Data for this exercise:
[Start of section]

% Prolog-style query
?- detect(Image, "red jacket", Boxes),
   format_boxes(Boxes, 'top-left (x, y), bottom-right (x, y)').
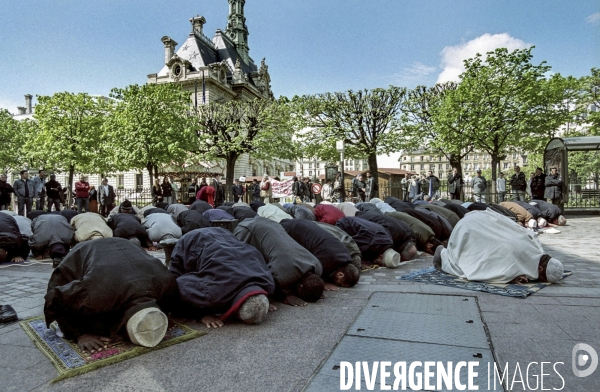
top-left (314, 204), bottom-right (346, 225)
top-left (197, 186), bottom-right (215, 207)
top-left (75, 181), bottom-right (90, 198)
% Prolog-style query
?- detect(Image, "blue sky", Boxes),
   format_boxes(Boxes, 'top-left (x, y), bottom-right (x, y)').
top-left (1, 0), bottom-right (598, 115)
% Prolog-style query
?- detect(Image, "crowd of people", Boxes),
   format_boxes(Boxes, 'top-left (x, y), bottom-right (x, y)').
top-left (0, 167), bottom-right (567, 354)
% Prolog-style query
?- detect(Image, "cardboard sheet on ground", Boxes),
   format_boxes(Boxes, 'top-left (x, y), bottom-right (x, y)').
top-left (400, 267), bottom-right (572, 298)
top-left (20, 316), bottom-right (205, 382)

[End of section]

What to do: Report the total of lines above containing the string "Image", and write nothing besides it.

Exercise solution: 4